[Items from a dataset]
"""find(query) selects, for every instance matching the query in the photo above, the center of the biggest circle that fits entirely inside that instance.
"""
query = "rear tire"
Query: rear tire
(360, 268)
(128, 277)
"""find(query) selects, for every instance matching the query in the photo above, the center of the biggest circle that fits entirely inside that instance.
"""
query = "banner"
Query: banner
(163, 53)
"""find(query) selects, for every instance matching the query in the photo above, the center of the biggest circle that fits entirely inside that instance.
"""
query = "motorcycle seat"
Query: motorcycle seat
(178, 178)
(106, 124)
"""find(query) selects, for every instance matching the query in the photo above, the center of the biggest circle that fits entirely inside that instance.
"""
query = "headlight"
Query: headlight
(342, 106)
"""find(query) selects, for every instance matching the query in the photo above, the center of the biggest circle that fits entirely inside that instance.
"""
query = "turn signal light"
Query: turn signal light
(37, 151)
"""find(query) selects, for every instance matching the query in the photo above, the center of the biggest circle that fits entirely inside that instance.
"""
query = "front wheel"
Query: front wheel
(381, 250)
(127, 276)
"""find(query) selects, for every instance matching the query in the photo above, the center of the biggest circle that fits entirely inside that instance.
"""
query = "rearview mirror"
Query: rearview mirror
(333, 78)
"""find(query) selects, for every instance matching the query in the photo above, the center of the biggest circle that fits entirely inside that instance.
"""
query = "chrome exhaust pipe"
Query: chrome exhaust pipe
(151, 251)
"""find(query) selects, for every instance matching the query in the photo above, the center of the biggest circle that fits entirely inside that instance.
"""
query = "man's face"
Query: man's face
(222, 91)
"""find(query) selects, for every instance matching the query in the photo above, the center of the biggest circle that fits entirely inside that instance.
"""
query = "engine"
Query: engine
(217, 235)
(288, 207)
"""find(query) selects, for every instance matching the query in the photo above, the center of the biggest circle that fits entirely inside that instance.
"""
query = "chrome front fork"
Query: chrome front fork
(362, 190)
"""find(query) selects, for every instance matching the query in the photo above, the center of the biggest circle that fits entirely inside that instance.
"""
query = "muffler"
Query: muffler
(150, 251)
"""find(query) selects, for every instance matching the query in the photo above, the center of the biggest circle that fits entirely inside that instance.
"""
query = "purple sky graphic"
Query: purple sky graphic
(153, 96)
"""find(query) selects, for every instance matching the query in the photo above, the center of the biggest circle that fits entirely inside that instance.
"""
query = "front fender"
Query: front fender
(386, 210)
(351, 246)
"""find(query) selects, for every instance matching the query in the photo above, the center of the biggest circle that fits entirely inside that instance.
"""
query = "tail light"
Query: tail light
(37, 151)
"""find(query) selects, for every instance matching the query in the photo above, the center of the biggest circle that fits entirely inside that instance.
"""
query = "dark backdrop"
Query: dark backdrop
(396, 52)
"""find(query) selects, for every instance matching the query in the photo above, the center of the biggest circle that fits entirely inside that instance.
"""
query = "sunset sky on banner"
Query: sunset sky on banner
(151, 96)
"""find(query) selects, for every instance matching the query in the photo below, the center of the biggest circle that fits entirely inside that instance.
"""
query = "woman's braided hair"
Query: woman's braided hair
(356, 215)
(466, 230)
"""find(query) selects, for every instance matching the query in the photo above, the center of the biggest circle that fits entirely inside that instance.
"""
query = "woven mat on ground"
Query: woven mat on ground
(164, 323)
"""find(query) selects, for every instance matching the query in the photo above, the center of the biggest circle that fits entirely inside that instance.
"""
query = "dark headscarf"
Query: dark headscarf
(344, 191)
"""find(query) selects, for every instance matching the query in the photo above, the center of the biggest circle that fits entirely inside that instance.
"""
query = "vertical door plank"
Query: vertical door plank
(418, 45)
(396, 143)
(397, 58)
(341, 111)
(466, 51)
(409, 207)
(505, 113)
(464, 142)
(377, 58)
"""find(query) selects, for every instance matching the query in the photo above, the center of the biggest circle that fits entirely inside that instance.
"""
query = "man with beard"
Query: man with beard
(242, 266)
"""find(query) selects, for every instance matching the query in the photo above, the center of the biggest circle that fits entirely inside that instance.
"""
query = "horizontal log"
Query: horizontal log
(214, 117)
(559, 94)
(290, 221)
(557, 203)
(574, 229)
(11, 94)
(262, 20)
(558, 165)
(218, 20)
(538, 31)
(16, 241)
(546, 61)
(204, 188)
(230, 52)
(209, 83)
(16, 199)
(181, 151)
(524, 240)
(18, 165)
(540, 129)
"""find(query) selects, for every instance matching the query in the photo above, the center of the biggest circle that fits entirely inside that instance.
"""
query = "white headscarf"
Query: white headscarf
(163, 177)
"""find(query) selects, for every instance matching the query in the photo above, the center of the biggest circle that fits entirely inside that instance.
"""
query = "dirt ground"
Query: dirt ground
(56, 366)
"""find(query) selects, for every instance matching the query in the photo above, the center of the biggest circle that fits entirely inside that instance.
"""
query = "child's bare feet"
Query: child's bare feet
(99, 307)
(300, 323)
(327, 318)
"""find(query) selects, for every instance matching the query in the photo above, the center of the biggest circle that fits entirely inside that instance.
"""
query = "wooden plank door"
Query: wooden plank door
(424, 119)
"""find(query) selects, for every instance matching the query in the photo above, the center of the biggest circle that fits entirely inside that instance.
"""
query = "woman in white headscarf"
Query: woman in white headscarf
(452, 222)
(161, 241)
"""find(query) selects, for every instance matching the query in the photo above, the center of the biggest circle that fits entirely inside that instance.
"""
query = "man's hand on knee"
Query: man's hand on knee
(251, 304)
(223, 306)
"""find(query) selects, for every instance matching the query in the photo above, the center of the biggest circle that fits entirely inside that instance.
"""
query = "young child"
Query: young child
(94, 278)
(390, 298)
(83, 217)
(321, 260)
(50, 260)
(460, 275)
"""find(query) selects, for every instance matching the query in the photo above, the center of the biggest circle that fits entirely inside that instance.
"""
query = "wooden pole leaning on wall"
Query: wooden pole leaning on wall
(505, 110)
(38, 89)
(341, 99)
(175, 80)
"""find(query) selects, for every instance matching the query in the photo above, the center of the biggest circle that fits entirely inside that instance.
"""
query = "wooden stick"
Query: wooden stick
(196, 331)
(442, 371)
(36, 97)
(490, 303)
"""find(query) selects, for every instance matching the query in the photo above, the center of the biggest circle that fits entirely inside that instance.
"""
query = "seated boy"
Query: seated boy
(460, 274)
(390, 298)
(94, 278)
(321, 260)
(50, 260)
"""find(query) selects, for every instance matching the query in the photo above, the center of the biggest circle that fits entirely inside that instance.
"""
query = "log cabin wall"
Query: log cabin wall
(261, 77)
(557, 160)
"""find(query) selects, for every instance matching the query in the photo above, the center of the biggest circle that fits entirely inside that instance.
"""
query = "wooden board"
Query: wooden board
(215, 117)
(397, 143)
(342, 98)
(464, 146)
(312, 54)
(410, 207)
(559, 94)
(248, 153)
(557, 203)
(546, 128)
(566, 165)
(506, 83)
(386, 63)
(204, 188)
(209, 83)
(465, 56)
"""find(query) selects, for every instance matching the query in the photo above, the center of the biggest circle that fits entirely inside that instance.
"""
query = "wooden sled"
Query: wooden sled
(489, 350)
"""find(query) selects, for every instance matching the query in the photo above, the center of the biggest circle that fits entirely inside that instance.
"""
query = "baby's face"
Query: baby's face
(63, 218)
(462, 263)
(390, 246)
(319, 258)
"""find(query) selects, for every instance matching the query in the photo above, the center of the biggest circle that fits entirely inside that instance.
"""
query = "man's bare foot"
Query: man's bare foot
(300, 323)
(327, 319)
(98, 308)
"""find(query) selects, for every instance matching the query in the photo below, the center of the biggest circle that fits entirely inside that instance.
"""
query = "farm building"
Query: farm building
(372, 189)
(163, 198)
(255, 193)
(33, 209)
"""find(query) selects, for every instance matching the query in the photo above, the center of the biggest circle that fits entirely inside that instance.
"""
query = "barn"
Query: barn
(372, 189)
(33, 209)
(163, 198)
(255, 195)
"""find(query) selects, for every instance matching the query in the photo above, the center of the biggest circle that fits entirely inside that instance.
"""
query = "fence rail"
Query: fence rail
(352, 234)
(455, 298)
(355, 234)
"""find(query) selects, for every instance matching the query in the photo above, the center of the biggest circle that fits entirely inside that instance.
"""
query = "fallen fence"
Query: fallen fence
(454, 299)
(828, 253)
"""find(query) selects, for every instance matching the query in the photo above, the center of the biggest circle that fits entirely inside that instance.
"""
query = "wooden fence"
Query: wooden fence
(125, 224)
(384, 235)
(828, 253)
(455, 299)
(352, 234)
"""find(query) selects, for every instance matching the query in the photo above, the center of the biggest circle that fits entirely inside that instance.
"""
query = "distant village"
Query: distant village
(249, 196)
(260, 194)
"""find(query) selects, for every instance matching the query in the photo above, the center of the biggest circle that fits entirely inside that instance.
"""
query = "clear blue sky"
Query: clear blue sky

**Objective:** How many lines in the entries above contain the string "blue"? Case counts, so uppercase and lowercase letters are different. Reply with the number only.

**Task output:** 2